• What this task involves: Would you filter the listing below so that only lines with the word "rear" remain?

• Entries provided:
=== Begin Enclosure ===

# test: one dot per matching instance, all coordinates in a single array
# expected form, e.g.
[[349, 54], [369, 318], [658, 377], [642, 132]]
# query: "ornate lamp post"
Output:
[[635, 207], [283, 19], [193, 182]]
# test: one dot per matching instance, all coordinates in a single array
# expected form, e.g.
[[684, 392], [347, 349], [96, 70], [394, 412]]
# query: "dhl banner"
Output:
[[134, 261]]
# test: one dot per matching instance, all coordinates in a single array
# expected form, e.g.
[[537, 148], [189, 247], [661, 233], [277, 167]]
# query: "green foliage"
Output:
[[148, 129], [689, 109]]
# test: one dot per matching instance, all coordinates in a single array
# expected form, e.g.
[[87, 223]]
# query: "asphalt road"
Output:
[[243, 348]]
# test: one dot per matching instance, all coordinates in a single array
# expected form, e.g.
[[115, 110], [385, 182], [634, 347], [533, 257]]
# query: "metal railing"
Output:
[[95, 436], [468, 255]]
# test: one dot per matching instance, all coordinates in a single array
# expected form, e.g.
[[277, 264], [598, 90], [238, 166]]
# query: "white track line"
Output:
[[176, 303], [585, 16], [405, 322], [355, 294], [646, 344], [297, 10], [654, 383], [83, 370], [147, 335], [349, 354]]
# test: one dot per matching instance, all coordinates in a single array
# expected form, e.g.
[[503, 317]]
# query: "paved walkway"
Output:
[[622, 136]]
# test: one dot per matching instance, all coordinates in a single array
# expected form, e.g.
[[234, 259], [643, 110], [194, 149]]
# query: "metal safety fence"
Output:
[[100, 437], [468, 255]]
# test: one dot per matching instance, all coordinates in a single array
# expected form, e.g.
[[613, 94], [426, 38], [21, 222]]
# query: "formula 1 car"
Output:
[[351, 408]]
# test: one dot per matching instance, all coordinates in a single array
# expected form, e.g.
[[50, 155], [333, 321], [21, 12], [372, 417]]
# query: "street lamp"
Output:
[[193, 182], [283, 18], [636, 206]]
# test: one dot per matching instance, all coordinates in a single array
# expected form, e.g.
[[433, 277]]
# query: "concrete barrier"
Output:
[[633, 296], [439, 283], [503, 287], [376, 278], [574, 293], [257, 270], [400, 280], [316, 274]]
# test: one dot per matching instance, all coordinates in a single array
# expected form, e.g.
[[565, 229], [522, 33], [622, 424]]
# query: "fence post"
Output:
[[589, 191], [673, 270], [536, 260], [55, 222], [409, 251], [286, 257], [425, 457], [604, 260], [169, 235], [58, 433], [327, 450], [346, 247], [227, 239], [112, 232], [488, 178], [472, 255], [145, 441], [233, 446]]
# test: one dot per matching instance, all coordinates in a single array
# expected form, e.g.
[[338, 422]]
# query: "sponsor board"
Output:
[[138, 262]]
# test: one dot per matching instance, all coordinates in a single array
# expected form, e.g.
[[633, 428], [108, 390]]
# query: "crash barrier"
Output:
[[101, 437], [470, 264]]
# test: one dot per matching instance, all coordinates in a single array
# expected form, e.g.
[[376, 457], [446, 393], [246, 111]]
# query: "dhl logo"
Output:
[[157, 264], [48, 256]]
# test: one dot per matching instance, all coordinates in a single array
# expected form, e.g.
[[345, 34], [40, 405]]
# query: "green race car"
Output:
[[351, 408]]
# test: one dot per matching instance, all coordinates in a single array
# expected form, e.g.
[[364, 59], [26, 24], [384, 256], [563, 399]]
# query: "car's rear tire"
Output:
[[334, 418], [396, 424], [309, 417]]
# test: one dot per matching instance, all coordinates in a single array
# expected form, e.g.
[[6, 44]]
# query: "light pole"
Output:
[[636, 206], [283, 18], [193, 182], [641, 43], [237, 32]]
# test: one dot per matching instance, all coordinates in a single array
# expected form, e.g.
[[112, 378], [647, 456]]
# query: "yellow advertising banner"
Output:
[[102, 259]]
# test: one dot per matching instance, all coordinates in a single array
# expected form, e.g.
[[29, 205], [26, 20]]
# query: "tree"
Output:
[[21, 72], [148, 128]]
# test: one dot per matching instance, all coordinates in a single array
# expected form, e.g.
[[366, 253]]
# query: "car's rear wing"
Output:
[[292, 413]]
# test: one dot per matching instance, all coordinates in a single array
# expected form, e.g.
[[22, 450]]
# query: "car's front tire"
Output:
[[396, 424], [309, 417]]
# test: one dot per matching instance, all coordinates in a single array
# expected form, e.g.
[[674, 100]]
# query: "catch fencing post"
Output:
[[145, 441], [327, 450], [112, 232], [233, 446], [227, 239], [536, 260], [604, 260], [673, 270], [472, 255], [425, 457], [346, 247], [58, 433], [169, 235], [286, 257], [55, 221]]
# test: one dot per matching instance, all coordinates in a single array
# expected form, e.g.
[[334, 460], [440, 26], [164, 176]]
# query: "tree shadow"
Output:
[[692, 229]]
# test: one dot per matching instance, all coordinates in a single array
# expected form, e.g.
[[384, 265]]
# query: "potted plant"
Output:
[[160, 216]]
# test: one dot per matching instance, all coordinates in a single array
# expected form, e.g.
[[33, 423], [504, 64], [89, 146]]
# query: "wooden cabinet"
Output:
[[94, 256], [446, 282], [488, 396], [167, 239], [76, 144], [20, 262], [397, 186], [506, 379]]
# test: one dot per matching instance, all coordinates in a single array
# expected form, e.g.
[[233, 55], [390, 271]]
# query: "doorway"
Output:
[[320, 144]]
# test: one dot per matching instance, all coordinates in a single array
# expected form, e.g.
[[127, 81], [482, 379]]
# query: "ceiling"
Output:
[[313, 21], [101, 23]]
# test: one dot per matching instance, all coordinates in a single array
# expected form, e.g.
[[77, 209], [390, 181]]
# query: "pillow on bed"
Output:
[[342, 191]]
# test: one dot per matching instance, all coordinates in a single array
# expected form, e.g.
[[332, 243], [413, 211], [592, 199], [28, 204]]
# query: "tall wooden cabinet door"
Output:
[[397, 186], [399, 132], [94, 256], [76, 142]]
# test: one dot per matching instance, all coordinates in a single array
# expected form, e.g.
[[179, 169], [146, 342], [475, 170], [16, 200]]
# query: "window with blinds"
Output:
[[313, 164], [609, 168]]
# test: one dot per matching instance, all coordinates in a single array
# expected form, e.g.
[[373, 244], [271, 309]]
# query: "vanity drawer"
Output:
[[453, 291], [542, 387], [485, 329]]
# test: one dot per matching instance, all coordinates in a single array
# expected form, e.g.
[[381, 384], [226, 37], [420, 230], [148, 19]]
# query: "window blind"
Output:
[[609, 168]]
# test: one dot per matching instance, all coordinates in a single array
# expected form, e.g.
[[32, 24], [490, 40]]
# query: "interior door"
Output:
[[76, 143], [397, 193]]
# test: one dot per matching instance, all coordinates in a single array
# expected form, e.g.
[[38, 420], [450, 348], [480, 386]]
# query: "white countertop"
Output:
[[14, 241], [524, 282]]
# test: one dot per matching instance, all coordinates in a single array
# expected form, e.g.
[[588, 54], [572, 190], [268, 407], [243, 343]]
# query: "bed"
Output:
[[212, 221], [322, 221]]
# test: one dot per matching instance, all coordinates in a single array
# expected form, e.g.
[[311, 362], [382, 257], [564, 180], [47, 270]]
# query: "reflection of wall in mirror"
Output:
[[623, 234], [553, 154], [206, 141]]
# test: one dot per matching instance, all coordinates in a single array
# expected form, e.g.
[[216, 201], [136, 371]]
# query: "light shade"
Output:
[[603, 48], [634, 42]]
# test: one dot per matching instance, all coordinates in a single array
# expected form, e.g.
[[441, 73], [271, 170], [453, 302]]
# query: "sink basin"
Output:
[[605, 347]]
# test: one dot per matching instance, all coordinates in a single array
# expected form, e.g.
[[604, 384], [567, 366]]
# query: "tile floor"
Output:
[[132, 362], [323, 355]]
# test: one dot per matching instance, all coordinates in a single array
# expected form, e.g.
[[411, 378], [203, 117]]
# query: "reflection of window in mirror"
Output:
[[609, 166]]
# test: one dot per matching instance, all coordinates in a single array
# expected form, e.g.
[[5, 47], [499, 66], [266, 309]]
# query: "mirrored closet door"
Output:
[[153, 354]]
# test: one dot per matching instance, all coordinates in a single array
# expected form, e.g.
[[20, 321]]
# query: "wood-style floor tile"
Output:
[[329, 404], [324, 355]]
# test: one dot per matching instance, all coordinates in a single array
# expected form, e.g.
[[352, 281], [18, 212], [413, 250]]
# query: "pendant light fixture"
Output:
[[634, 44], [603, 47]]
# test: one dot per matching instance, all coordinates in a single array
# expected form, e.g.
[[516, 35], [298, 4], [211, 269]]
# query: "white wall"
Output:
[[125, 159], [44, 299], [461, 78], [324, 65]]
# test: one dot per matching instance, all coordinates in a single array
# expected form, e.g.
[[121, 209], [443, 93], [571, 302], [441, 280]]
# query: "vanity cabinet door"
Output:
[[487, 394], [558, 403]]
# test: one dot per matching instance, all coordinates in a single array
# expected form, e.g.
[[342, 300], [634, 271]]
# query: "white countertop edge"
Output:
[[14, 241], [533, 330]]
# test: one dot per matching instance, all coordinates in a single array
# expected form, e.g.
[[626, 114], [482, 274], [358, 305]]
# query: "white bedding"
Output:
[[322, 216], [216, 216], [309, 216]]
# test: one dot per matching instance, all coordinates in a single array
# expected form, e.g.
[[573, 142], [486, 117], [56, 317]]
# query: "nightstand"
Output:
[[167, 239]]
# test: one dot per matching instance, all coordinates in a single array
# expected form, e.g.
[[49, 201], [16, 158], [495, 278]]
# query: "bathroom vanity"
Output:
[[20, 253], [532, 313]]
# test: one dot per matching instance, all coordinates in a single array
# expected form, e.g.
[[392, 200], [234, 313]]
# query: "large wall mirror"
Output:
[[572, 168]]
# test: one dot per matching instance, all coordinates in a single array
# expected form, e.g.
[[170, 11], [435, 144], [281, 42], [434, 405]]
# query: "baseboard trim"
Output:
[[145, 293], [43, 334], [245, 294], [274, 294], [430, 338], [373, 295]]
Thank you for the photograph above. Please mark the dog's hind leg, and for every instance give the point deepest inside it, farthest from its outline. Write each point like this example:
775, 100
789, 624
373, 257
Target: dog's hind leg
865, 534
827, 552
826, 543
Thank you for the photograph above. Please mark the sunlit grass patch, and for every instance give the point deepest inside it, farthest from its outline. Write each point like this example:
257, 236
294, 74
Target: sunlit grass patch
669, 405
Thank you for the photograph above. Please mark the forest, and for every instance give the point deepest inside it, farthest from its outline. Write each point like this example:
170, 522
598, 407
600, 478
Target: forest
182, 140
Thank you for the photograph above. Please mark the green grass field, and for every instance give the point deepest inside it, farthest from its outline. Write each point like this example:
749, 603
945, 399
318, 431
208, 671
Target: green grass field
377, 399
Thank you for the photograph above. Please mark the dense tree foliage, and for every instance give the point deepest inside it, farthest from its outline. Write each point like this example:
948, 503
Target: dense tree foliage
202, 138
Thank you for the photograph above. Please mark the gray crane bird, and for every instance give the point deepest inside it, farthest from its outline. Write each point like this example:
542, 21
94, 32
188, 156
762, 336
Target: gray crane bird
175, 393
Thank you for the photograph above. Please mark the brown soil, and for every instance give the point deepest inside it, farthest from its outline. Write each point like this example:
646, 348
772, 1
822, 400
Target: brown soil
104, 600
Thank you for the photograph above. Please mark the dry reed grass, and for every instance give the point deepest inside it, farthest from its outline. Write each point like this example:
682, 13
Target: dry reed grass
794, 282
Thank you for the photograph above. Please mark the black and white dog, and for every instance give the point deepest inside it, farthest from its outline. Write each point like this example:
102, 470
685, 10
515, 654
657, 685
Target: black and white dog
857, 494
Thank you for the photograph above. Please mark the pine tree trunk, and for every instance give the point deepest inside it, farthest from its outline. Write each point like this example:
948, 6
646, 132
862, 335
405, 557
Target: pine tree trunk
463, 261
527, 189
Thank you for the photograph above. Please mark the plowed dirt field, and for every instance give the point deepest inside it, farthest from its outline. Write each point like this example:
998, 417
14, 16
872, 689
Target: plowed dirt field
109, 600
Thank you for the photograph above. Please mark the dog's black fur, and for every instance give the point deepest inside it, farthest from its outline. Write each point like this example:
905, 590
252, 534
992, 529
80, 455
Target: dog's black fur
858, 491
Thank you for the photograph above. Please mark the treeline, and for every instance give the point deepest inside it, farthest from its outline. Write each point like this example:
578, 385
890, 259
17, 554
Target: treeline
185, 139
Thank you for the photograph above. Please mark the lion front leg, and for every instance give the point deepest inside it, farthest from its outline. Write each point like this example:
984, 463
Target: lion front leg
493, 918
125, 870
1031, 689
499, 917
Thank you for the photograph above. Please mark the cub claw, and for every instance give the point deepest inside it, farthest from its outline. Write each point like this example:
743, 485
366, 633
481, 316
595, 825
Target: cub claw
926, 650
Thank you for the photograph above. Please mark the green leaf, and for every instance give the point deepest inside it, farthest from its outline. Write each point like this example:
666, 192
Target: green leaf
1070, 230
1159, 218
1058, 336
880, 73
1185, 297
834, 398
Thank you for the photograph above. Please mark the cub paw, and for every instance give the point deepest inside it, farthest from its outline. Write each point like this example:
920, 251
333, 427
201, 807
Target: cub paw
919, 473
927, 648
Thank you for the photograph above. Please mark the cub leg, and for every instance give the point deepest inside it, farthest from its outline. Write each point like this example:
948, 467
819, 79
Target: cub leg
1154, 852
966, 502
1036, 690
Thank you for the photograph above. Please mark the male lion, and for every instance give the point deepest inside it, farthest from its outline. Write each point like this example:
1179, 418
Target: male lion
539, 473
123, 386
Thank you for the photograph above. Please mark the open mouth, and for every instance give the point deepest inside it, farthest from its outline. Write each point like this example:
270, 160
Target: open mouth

=== End Enclosure ===

• Result of this exercise:
# query: "car's rear tire"
# query: "car's rear wing"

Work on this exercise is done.